REQUEST -> Lay out the items below as a two-column CSV with the columns item_text and answer, one row per item. Put each item's text and its answer in a single quoted field with line breaks replaced by spaces, and leave the pictures out.

RECORD LIST ->
---

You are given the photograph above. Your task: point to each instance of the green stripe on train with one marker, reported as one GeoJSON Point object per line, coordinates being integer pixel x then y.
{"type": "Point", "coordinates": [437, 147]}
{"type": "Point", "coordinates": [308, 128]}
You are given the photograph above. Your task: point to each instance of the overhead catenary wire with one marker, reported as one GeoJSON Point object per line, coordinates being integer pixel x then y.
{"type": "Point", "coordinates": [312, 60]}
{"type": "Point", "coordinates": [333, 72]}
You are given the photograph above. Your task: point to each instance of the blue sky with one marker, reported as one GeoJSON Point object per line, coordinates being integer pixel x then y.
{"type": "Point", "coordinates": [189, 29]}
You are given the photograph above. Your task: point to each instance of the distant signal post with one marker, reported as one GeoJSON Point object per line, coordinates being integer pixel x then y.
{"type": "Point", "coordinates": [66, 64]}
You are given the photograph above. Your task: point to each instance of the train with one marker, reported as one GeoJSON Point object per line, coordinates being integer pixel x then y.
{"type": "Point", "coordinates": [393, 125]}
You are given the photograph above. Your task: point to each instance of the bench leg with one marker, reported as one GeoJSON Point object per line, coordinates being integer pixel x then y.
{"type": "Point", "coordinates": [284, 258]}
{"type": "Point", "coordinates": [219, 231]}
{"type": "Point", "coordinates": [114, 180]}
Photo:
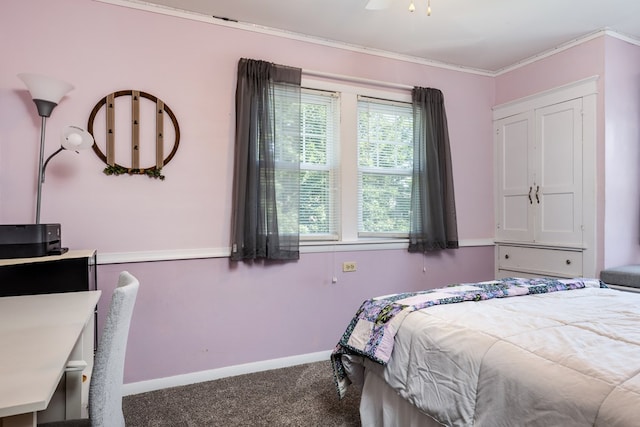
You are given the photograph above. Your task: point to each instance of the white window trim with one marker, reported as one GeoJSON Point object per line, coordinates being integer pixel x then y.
{"type": "Point", "coordinates": [348, 155]}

---

REPLY ->
item_text,answer
"You are given the photograph above. Your task: point to each instance of the green stripe on train with one marker, reported as one GeoJSON Point object per line, coordinates being integer pixel x then y.","{""type"": ""Point"", ""coordinates"": [437, 147]} {""type"": ""Point"", ""coordinates"": [308, 128]}"
"You are given the photograph above. Your task: point to each instance of the overhead catenary wire with one marker, reported as one GeoJSON Point object per line, coordinates being integer pixel x then y.","{""type"": ""Point"", ""coordinates"": [312, 60]} {""type"": ""Point"", ""coordinates"": [333, 72]}"
"You are given the photograph above. Your task: point to each instance of the blue sky with one marker, reported as one GeoJSON Point object per line, coordinates being integer pixel x then y.","{""type"": ""Point"", ""coordinates"": [189, 29]}"
"You are given the photograph above. Your task: point to each instance of the distant signal post with one marker, reported as one GeoJSON Point object per line, coordinates being integer pixel x then y.","{""type"": ""Point"", ""coordinates"": [66, 64]}"
"You are given the photograph above. Your task: point to each instance of the train with one marker, reported as one GeoJSON Point object per line, coordinates being integer pixel x then y.","{""type"": ""Point"", ""coordinates"": [393, 125]}"
"You are given the photograph above. Your task: point to each instance of the bench leg with one marker, reported as one GeoJSON Point object per line, coordinates being integer pixel x then y.","{""type"": ""Point"", ""coordinates"": [284, 258]} {""type"": ""Point"", ""coordinates"": [219, 231]} {""type"": ""Point"", ""coordinates"": [114, 180]}"
"Photo: You are given the photograph above. Your task: point to each instance of the white window trim with one marker, reported as one GeoJSON Point object per line, coordinates being integer pixel x then y.","{""type"": ""Point"", ""coordinates"": [348, 155]}"